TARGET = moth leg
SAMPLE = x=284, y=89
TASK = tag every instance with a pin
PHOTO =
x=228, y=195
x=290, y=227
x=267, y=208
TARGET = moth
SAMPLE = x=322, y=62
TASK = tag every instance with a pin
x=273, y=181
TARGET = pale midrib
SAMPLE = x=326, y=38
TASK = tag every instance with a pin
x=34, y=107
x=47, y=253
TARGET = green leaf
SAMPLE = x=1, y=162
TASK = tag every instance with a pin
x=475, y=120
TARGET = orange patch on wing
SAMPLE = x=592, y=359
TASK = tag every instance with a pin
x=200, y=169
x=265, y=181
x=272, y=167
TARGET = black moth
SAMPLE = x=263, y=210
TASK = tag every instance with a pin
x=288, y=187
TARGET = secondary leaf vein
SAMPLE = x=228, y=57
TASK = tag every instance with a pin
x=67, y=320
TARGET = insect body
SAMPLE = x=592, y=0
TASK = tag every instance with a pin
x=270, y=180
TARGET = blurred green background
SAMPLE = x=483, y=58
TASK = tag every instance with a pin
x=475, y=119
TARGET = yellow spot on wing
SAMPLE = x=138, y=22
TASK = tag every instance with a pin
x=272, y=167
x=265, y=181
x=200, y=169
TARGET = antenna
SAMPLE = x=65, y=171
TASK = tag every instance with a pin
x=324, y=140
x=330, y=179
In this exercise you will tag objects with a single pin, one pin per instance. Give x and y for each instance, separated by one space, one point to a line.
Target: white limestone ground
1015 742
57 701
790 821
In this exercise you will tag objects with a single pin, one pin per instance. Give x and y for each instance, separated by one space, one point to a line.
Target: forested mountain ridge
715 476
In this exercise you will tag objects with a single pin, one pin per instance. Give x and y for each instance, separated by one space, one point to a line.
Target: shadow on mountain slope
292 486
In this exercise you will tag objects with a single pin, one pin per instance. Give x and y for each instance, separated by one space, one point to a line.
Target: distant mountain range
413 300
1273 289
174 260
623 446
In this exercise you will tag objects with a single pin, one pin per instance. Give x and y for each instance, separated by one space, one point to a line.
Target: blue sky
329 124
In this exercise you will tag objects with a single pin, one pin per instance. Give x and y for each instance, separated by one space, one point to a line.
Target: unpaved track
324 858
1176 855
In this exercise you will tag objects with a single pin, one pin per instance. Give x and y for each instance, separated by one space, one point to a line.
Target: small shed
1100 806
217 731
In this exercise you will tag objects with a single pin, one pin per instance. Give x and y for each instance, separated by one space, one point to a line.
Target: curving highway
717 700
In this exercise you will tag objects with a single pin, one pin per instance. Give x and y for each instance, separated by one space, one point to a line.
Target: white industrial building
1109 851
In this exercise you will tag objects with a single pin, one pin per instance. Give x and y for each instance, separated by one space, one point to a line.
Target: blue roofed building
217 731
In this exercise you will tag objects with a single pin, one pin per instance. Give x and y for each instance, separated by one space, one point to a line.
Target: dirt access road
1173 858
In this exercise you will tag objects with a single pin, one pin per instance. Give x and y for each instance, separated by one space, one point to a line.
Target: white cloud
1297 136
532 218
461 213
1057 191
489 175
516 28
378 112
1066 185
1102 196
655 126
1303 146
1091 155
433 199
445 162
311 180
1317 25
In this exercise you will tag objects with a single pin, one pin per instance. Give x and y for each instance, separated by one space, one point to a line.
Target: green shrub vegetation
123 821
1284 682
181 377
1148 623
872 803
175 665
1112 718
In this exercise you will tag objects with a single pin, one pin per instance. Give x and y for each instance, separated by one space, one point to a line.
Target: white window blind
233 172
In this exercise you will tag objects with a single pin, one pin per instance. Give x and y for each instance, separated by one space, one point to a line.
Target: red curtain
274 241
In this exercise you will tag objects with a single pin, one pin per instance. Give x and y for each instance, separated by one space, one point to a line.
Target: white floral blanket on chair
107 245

————————

▸ **Stated problem**
All of the entries need to be reproduced exactly; please write them out.

▸ **Result of this task**
TARGET = moth leg
SAMPLE = x=284, y=89
TASK = tag every instance with a pin
PHOTO =
x=228, y=195
x=290, y=227
x=267, y=208
TARGET = moth
SAMPLE = x=322, y=62
TASK = tag every instance with a pin
x=273, y=181
TARGET = pale midrib
SAMPLE = x=326, y=38
TASK = tag every instance with a pin
x=34, y=107
x=47, y=253
TARGET = green leaf
SAMPLE = x=1, y=162
TASK = tag every instance with a pin
x=475, y=120
TARGET = orange patch on wing
SAMPLE = x=592, y=359
TASK = tag every instance with a pin
x=200, y=169
x=265, y=181
x=272, y=167
TARGET = black moth
SAMPLE = x=263, y=210
TASK = tag every instance with a pin
x=288, y=187
TARGET = secondary leaf vein
SAMPLE = x=228, y=57
TASK = tag every instance with a pin
x=67, y=320
TARGET = insect body
SAMPLE = x=592, y=0
TASK = tag every instance with a pin
x=270, y=180
TARGET = blurred green background
SAMPLE = x=483, y=58
TASK = tag every instance with a pin
x=475, y=119
TARGET = yellow spot on wing
SAMPLE = x=138, y=22
TASK = tag every instance with a pin
x=272, y=167
x=265, y=181
x=200, y=169
TARGET = antenna
SAMPLE = x=65, y=171
TASK = tag every instance with a pin
x=324, y=140
x=330, y=179
In this exercise you will tag objects with a single pin, one pin per instance. Give x and y for each instance, separated by one space, one point to a line.
Target: white limestone ground
1015 742
57 701
790 821
In this exercise you will tag objects with a single pin, one pin per instance. Give x and y for each instance, separated by one space, one point to a line.
Target: forested mountain ridge
715 476
In this exercise you will tag objects with a single pin, one pin per instance. Give x and y for each instance, separated by one space, one point to a line.
Target: shadow on mountain slope
292 486
In this exercise you will tag objects with a single pin, one pin per instance. Give x and y for each instance, separated by one space, one point to a line.
Target: distant mountain range
413 300
1273 289
174 260
623 446
In this exercise you will tag objects with a single pin, one pin per instance. Give x and y for each instance, separated by one space, one point to a line.
Target: blue sky
329 124
In this exercise you will tag objects with a single pin, one pin per instance. Give x and y for each instance, separated by one space, one point to a line.
Target: unpaved track
324 858
1176 855
In this exercise you will tag objects with a single pin, one pin per instance. Give x and y for each instance, separated by one space, one point to a line.
Target: small shed
1100 806
217 731
In this exercise you will tag objects with a single pin, one pin per instance. Give x and y for each instance, separated by one space, one point to a line.
Target: curving highway
717 700
In this exercise you will tag objects with a single pin, one pin per instance. Give x and y for each instance, separated by one space, one point to a line.
Target: white industrial building
1109 851
In this exercise you will tag objects with a single pin, one pin per instance. Give x and y for each instance, separated by one space, one point to a line.
Target: blue roofed building
217 731
In this exercise you will tag objects with a single pin, one pin per instance. Give x and y for each instance, separated by one space, one point to a line.
Target: dirt access road
1173 858
In this exercise you will tag objects with a single pin, one pin per instance. Give x and y for each instance, separated by one space, one point to a line.
Target: white cloud
1297 136
532 218
461 213
1057 191
489 175
516 28
378 112
1066 185
1102 196
655 126
1303 146
1091 155
433 199
445 162
311 180
1317 25
In this exercise you will tag objects with a single pin, one pin per instance. Give x and y for each instance, separated by one space, one point to a line.
Target: green shrub vegetation
123 821
1284 682
181 377
1148 623
872 803
175 665
1112 718
In this exercise you will tag objects with a single pin, one pin per instance. Give x and y for each instance, separated by one space, one point to a line.
Target: white window blind
233 172
In this exercise you will tag objects with a single pin, one pin per instance. Give x and y for each instance, separated by one space, one point to a line.
Target: red curtain
274 241
In this exercise you will tag objects with a single pin, one pin per instance. Give x and y for each instance, separated by one space, one point to a line.
Target: white floral blanket on chair
107 245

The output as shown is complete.